Dataset excerpt:
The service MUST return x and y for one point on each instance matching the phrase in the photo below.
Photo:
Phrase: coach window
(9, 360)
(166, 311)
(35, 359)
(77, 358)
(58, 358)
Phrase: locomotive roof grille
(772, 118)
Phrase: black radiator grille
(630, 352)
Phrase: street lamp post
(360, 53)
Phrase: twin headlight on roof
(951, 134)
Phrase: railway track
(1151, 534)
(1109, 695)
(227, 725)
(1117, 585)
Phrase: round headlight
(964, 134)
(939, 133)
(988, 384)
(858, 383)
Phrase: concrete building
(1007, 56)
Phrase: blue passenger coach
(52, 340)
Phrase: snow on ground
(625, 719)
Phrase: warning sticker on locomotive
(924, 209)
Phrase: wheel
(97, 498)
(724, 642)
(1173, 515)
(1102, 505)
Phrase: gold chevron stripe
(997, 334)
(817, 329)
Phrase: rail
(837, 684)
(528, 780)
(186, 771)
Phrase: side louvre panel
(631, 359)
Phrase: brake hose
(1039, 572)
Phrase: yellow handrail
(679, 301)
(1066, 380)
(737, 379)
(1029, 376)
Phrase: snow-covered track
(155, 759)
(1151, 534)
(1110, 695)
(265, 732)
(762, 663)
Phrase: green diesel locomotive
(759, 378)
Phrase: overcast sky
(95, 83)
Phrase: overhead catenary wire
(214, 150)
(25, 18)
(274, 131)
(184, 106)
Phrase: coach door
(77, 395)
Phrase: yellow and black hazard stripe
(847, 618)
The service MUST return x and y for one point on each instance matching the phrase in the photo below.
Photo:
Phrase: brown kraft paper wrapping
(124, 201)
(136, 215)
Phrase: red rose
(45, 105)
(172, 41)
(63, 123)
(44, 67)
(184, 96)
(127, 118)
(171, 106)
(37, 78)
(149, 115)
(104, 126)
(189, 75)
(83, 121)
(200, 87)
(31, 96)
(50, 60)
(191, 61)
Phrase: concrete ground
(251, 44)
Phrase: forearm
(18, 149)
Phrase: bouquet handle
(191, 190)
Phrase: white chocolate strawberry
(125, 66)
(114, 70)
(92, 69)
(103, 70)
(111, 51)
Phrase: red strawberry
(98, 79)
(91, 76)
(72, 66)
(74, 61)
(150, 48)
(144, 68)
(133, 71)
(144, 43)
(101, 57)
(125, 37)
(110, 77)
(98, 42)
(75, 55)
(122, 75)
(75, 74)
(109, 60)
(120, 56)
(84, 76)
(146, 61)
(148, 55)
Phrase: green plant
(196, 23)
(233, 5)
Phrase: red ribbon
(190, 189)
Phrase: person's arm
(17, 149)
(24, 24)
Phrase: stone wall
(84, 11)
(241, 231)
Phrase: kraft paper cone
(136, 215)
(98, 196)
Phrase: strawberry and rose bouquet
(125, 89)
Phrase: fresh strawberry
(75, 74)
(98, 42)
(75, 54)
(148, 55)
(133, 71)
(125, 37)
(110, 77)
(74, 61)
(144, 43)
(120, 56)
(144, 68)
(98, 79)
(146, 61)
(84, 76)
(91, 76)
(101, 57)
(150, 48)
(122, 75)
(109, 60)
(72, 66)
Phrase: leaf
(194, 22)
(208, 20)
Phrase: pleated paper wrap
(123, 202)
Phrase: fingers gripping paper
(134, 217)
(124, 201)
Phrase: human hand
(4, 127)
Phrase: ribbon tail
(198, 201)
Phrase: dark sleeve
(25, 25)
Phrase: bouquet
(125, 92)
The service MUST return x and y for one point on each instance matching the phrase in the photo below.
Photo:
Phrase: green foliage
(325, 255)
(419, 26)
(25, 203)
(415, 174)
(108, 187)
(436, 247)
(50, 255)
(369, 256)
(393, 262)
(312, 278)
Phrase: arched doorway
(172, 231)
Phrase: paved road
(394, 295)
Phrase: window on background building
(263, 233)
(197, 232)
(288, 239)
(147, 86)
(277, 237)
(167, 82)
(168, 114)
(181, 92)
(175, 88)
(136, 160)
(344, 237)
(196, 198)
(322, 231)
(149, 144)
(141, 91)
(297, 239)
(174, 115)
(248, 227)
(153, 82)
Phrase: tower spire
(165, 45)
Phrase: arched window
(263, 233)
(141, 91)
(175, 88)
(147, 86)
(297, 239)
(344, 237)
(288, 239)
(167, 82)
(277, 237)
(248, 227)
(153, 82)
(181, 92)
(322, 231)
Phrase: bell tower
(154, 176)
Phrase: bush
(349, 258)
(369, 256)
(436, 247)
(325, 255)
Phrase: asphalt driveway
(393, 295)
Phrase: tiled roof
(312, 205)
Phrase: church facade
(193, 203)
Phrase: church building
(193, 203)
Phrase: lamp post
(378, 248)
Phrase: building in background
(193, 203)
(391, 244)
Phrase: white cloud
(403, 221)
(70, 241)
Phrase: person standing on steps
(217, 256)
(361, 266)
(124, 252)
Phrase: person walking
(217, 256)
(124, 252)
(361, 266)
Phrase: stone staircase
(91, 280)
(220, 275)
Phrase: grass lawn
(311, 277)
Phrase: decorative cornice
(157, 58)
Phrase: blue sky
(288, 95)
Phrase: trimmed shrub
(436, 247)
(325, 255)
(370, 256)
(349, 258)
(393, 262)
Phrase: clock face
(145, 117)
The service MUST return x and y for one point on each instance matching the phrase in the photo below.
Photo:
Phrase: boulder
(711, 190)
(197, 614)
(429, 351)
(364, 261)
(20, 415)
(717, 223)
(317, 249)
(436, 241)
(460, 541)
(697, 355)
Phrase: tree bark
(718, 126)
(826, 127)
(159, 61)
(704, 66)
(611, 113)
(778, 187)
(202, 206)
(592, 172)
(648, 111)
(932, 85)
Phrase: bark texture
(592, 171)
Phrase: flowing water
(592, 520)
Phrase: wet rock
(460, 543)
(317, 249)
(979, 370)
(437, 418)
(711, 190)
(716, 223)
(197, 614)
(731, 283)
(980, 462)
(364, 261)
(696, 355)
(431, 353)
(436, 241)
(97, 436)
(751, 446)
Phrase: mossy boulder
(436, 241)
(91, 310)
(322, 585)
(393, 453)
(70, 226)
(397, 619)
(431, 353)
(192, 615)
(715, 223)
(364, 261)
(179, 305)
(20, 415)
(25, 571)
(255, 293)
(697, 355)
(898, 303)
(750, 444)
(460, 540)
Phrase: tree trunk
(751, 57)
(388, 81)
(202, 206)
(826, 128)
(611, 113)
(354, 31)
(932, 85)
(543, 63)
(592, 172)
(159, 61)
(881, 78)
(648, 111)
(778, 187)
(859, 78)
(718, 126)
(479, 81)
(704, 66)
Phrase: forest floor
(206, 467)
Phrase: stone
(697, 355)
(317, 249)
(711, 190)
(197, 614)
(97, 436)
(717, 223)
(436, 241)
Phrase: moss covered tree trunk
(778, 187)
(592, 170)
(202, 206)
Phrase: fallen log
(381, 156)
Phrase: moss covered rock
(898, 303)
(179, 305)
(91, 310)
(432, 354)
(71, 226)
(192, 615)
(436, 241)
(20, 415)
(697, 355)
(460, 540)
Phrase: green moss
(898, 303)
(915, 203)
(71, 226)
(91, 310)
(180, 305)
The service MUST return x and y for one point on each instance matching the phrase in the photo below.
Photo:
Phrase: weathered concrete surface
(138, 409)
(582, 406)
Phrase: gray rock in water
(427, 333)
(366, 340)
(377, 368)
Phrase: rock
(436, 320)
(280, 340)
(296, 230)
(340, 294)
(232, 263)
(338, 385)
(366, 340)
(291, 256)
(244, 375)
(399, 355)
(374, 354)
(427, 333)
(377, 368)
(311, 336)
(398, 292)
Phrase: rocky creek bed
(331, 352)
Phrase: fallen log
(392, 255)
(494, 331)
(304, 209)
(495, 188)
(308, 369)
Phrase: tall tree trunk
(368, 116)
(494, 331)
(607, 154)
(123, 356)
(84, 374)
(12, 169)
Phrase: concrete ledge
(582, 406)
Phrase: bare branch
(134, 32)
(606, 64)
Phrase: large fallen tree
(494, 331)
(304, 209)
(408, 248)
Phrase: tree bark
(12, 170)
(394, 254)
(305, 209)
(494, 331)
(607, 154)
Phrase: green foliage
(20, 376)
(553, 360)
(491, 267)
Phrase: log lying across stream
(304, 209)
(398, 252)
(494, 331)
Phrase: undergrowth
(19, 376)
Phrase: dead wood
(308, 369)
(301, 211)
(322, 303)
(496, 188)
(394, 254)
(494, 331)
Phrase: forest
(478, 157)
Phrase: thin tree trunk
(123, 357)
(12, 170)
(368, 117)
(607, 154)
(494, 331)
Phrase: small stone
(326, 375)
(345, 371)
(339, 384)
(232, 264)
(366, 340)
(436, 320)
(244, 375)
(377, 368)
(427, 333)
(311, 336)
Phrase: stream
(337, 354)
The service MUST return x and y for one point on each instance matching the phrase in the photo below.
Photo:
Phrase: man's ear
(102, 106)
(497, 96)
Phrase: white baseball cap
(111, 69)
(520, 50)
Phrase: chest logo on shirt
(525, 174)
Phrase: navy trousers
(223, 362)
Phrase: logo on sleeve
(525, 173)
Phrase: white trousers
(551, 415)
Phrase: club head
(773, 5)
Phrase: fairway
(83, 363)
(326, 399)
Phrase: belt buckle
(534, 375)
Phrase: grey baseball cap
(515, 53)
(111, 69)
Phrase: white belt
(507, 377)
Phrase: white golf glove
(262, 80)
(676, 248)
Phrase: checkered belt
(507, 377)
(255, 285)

Job:
Please rewrite every line in the records from the line with "Phrase: small stone" up to and including the last line of the records, keeping each line in order. Scale every coordinate in the answers by 0.6 and round to the nearest whole number, with halves rounded up.

Answer for this exercise:
Phrase: small stone
(196, 225)
(207, 223)
(203, 230)
(139, 158)
(220, 204)
(262, 192)
(146, 225)
(226, 221)
(256, 200)
(187, 202)
Phrase: stream
(202, 212)
The service MUST return x and y for one point on each instance matching the phrase in the photo below.
Photo:
Phrase: man's ear
(61, 64)
(298, 58)
Phrase: white baseball cap
(67, 41)
(312, 30)
Phrase: chest logo on shirt
(315, 104)
Phrase: navy trousers
(134, 217)
Phrase: logo on sleeve
(315, 104)
Phrase: white trousers
(331, 249)
Phrase: club head
(464, 3)
Phrase: fairway
(50, 218)
(196, 239)
Phrase: belt buckle
(320, 225)
Phrase: grey baseball cap
(309, 32)
(67, 41)
Phrase: white belt
(304, 226)
Phrase: white golf glove
(157, 48)
(406, 149)
Phrase: checkered belt
(304, 226)
(153, 171)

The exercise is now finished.